*Work order*.
Take the line that holds "Target: black cast iron skillet" and every line after it to the end of the entries, and repeat them exactly without the pictures.

[Region pointing data]
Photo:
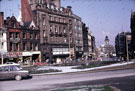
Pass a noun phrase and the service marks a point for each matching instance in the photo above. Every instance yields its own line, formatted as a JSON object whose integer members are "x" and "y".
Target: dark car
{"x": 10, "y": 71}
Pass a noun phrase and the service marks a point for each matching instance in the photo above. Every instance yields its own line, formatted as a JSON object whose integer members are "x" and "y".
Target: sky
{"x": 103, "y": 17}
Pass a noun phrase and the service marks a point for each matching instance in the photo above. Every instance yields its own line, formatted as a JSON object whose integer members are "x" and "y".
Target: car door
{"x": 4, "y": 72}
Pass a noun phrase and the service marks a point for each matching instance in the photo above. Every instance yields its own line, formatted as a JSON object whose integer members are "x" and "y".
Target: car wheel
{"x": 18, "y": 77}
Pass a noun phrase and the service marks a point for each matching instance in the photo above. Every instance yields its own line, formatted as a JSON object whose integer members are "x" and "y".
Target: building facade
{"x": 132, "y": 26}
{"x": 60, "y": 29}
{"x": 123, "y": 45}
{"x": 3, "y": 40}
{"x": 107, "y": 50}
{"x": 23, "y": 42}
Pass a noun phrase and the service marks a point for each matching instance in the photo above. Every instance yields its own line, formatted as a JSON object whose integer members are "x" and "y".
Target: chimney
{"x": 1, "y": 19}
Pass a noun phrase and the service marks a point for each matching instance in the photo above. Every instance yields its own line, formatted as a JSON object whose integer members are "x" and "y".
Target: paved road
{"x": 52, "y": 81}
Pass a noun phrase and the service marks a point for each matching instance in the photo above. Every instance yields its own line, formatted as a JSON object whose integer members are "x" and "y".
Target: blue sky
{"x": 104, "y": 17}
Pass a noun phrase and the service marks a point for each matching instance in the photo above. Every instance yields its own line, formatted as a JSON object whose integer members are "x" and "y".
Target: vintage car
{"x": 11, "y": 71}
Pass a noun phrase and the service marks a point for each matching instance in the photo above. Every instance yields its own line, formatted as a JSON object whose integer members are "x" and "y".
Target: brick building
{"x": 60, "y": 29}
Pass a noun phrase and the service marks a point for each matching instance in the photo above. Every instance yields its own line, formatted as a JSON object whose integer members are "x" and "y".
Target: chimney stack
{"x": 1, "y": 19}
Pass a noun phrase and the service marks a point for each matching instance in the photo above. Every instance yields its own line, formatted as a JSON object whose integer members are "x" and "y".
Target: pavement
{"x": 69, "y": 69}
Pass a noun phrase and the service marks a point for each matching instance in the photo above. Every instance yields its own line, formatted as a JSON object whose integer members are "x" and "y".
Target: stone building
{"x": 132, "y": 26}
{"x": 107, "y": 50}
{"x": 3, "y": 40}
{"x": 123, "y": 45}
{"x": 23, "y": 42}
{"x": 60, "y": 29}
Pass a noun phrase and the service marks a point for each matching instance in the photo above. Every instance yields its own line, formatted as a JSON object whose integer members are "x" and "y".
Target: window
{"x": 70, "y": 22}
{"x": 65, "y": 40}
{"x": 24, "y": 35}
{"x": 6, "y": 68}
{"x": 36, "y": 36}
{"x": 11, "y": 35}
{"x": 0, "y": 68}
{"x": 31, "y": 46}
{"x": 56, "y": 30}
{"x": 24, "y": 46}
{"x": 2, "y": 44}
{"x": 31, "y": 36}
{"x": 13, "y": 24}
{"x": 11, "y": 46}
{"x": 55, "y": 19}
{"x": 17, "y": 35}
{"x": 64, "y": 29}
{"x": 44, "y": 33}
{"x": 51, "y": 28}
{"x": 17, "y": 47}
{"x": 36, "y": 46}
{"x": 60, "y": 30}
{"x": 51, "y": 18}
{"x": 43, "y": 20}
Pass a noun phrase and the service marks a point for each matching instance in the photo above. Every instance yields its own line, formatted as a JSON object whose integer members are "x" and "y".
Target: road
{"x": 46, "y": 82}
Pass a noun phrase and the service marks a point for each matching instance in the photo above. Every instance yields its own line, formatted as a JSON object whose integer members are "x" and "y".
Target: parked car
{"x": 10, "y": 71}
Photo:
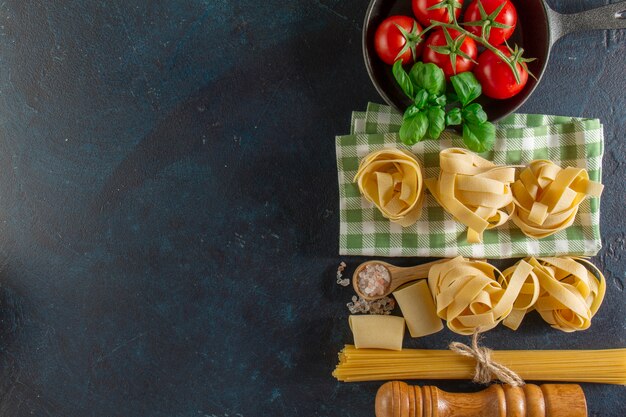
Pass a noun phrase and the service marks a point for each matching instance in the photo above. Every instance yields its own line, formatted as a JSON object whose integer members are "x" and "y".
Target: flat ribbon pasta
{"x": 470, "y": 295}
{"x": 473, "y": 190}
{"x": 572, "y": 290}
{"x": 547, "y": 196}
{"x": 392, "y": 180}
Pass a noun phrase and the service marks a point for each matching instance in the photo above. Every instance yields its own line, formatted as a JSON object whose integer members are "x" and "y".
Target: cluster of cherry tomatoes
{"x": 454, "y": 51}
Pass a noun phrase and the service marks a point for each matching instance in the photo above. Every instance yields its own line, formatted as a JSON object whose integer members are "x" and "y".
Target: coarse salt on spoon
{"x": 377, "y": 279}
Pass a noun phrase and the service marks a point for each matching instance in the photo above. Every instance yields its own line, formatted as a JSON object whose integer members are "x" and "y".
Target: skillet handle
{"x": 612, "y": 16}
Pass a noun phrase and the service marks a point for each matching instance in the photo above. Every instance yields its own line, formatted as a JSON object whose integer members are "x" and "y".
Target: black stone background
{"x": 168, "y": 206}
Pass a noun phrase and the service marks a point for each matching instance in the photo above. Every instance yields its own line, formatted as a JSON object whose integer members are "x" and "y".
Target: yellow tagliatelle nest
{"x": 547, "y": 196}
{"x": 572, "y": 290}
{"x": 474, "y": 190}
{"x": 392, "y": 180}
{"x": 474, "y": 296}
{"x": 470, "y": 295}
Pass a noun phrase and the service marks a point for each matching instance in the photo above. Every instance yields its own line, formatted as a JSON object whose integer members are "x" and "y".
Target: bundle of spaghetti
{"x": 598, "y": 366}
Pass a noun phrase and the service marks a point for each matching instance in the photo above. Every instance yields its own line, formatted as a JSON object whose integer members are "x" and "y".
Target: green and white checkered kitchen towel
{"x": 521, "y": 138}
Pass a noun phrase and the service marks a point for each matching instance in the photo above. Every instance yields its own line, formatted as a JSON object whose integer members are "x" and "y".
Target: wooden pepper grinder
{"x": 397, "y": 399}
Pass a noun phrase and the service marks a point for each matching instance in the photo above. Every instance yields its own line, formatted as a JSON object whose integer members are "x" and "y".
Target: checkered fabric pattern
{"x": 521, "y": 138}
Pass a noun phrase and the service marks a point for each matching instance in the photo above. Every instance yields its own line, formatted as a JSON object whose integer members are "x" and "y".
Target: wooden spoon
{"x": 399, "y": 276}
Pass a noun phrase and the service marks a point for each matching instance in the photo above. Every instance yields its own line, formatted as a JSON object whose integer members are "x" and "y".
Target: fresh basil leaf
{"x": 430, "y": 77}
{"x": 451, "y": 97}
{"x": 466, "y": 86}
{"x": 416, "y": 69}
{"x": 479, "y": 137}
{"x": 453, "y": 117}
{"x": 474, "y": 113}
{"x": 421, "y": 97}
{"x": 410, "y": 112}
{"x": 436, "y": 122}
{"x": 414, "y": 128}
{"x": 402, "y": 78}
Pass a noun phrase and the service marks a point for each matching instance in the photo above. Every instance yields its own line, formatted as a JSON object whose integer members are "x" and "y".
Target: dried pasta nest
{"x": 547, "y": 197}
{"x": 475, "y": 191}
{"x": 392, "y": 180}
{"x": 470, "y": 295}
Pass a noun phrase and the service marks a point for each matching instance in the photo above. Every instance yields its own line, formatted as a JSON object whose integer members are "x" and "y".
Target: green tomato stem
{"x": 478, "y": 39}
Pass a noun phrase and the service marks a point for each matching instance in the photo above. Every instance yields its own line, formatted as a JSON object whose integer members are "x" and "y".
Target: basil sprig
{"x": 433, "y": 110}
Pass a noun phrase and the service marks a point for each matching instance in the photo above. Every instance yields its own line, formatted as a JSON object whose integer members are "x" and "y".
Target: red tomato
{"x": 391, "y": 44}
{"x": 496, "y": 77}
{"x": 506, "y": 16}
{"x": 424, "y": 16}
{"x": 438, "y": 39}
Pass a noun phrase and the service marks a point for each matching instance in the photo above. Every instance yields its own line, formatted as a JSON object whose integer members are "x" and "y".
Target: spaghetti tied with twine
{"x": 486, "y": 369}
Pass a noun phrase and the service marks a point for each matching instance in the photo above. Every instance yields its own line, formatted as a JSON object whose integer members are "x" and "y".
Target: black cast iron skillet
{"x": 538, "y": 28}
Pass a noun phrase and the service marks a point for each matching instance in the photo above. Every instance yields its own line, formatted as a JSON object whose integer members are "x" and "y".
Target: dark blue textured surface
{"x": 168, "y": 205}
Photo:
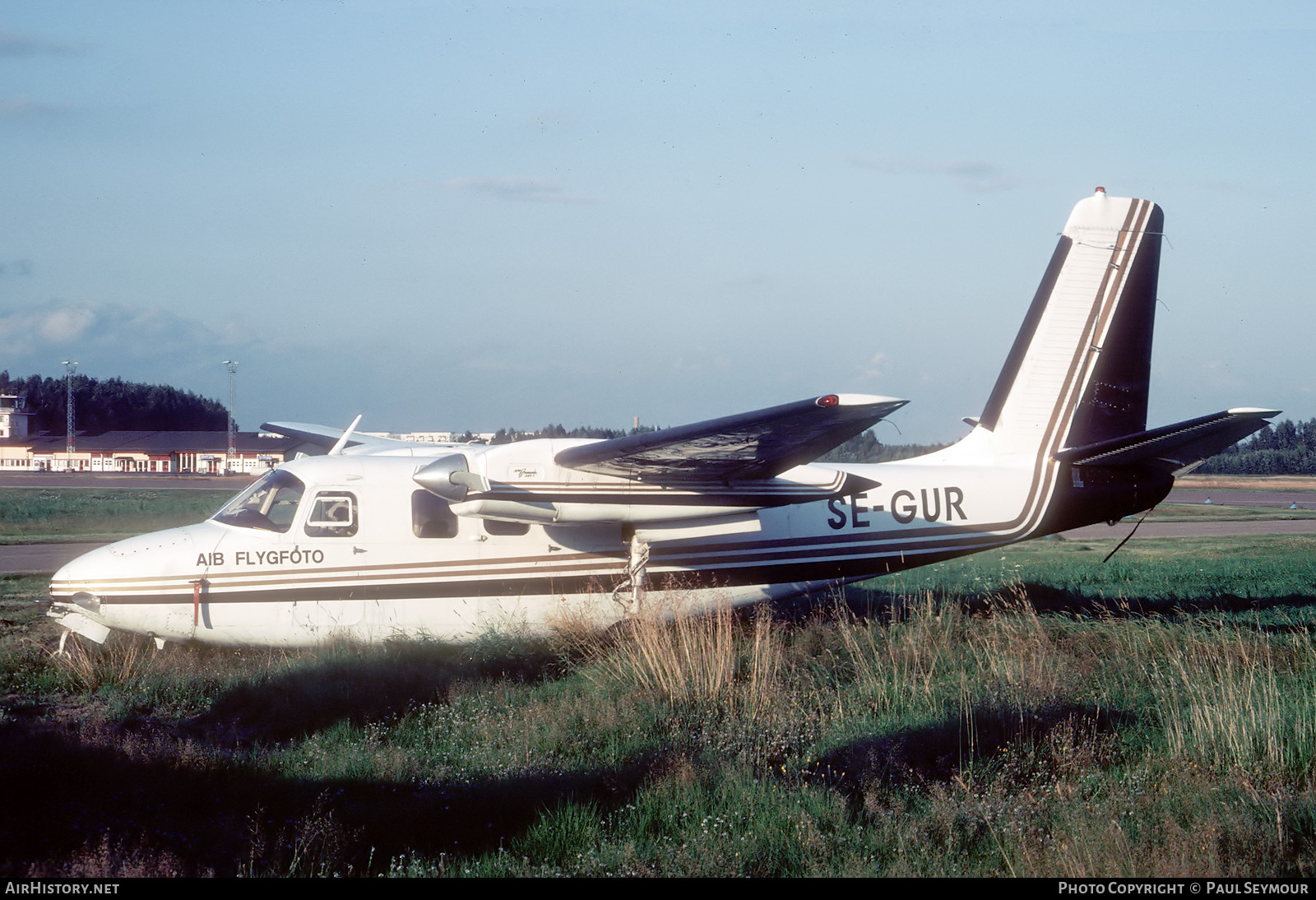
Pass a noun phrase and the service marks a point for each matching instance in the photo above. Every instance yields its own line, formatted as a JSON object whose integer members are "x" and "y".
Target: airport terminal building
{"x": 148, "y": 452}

*Written response*.
Target: black cast iron skillet
{"x": 538, "y": 28}
Pass a noun phrase and the service marks a point for each matching instance in the photo above. Every instance yields its own line, formatted as a JSON object whose integer members are "x" and "y".
Target: dark blue textured surface
{"x": 168, "y": 205}
Photo:
Pass a noun phrase and the service marks a point for each matching instance in the photo above. Every instance yields its own line, formatted as a JSON object whose integer members are "x" and "y".
Target: airport terminal building
{"x": 148, "y": 452}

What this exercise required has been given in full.